Exercise goal: Write out the records below from the first line through the line containing "Target = large rounded boulder", leaving out any pictures.

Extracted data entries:
++++++++++++++++++++
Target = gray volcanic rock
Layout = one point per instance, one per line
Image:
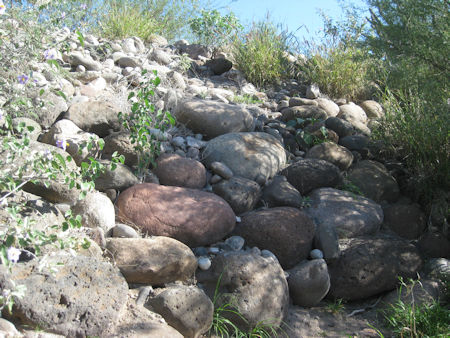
(255, 286)
(309, 174)
(349, 214)
(285, 231)
(254, 156)
(84, 297)
(186, 308)
(174, 170)
(309, 282)
(241, 194)
(155, 261)
(213, 118)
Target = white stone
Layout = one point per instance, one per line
(204, 263)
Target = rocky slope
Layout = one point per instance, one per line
(239, 200)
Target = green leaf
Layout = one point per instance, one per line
(9, 241)
(80, 37)
(60, 93)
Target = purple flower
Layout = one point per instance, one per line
(62, 144)
(49, 54)
(22, 79)
(2, 8)
(48, 155)
(13, 254)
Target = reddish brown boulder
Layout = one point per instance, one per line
(285, 231)
(191, 216)
(174, 170)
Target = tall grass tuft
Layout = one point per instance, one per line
(418, 133)
(417, 320)
(260, 54)
(338, 64)
(126, 18)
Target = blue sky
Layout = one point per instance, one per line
(291, 13)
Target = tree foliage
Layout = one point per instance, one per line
(412, 36)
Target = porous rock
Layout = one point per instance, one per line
(83, 298)
(153, 261)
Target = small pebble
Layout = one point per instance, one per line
(204, 263)
(178, 141)
(215, 179)
(236, 243)
(316, 254)
(200, 251)
(221, 169)
(266, 254)
(213, 250)
(255, 250)
(124, 231)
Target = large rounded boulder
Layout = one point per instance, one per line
(191, 216)
(332, 152)
(374, 181)
(256, 156)
(349, 214)
(368, 267)
(84, 297)
(285, 231)
(213, 118)
(253, 285)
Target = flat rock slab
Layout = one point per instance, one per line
(351, 215)
(311, 173)
(154, 261)
(256, 156)
(83, 298)
(191, 216)
(213, 118)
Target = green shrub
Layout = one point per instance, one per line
(260, 54)
(417, 133)
(340, 71)
(339, 65)
(213, 29)
(412, 37)
(126, 18)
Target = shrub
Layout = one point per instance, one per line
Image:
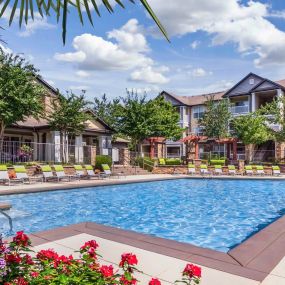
(103, 159)
(18, 267)
(173, 161)
(217, 161)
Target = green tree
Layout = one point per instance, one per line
(274, 115)
(251, 129)
(20, 94)
(69, 117)
(138, 118)
(215, 121)
(61, 8)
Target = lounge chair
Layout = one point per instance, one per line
(260, 170)
(4, 175)
(191, 169)
(218, 170)
(90, 171)
(107, 171)
(60, 174)
(232, 170)
(248, 170)
(21, 174)
(204, 169)
(79, 171)
(276, 170)
(48, 173)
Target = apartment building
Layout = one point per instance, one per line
(247, 95)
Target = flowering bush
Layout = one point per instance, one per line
(18, 267)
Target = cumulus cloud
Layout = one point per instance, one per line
(149, 75)
(124, 49)
(195, 44)
(245, 25)
(38, 23)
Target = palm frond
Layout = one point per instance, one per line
(61, 9)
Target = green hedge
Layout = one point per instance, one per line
(217, 161)
(173, 161)
(103, 159)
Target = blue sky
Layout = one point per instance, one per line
(213, 45)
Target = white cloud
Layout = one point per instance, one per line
(39, 22)
(82, 73)
(199, 72)
(125, 49)
(195, 44)
(149, 75)
(245, 25)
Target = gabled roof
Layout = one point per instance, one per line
(193, 100)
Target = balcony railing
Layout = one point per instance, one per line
(239, 109)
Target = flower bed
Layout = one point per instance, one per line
(18, 267)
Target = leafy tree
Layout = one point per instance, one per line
(20, 94)
(274, 115)
(106, 109)
(251, 129)
(138, 118)
(69, 117)
(60, 8)
(215, 121)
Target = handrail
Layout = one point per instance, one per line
(9, 219)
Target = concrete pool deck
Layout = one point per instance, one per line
(165, 259)
(258, 260)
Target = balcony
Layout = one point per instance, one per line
(239, 110)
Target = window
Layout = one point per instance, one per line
(198, 131)
(198, 112)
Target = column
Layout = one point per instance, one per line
(253, 102)
(35, 146)
(79, 149)
(55, 140)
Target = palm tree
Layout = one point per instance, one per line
(61, 7)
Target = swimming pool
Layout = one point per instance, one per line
(216, 214)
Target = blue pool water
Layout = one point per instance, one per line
(210, 213)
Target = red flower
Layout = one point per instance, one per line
(126, 281)
(128, 258)
(88, 244)
(13, 258)
(28, 259)
(35, 274)
(107, 271)
(192, 270)
(21, 239)
(154, 281)
(48, 254)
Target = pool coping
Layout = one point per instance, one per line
++++++++++++++++++++
Answer space:
Target = gray volcanic rock
Layout = one point per instance, one per line
Image:
(255, 286)
(309, 174)
(349, 214)
(285, 231)
(254, 156)
(84, 297)
(186, 308)
(174, 170)
(309, 282)
(241, 194)
(155, 261)
(213, 118)
Target = white stone
Layout = one point per instance, one per line
(204, 263)
Target = rocky slope
Layout = one point per instance, one per line
(239, 200)
Target = green leaf
Layout = one point per instance, one per line
(9, 241)
(80, 37)
(60, 93)
Target = purple flower
Layout = one point per instance, one per line
(62, 144)
(49, 54)
(22, 79)
(2, 8)
(48, 155)
(13, 254)
Target = reddish brown boulder
Layout = one point per instance, one per line
(285, 231)
(191, 216)
(174, 170)
Target = tall grass tuft
Layout = one point per instance, one per line
(418, 133)
(417, 320)
(260, 54)
(338, 64)
(126, 18)
Target = blue sky
Layout = one point per instance, one per line
(291, 13)
Target = tree foliage
Layout = one point per instance, one per line
(412, 36)
Target = porous rock
Layout = one point per instance, one per line
(83, 298)
(153, 261)
Target = small pebble
Layout = one point per instance, one per line
(204, 263)
(178, 141)
(215, 179)
(236, 243)
(316, 254)
(200, 251)
(221, 169)
(266, 254)
(213, 250)
(255, 250)
(124, 231)
Target = large rounded boulder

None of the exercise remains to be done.